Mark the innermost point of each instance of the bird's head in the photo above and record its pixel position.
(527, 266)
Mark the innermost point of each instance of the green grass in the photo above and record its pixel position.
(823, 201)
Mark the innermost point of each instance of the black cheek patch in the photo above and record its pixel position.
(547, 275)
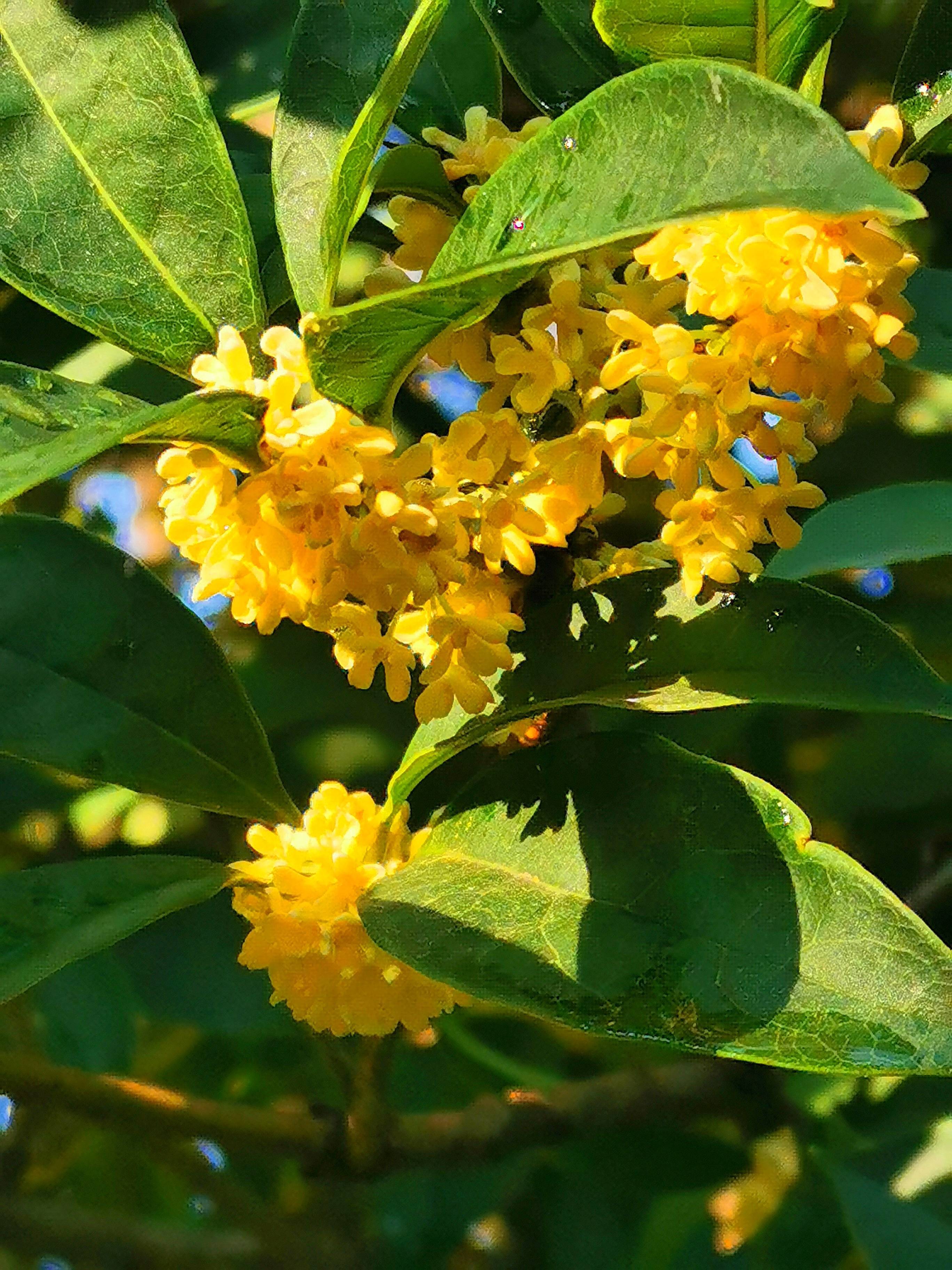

══════════

Apart from the pictures, all of the data must be duplicated exactly as shown above.

Mark the innermost point of each instance of the bird's head in the photo above and record its pixel position.
(527, 266)
Mark the innermost point of each instance of the green grass in the photo above and record its pixel position.
(823, 201)
Mark the innermost point of each instance of the black cheek patch in the photo above and record its pixel position.
(547, 275)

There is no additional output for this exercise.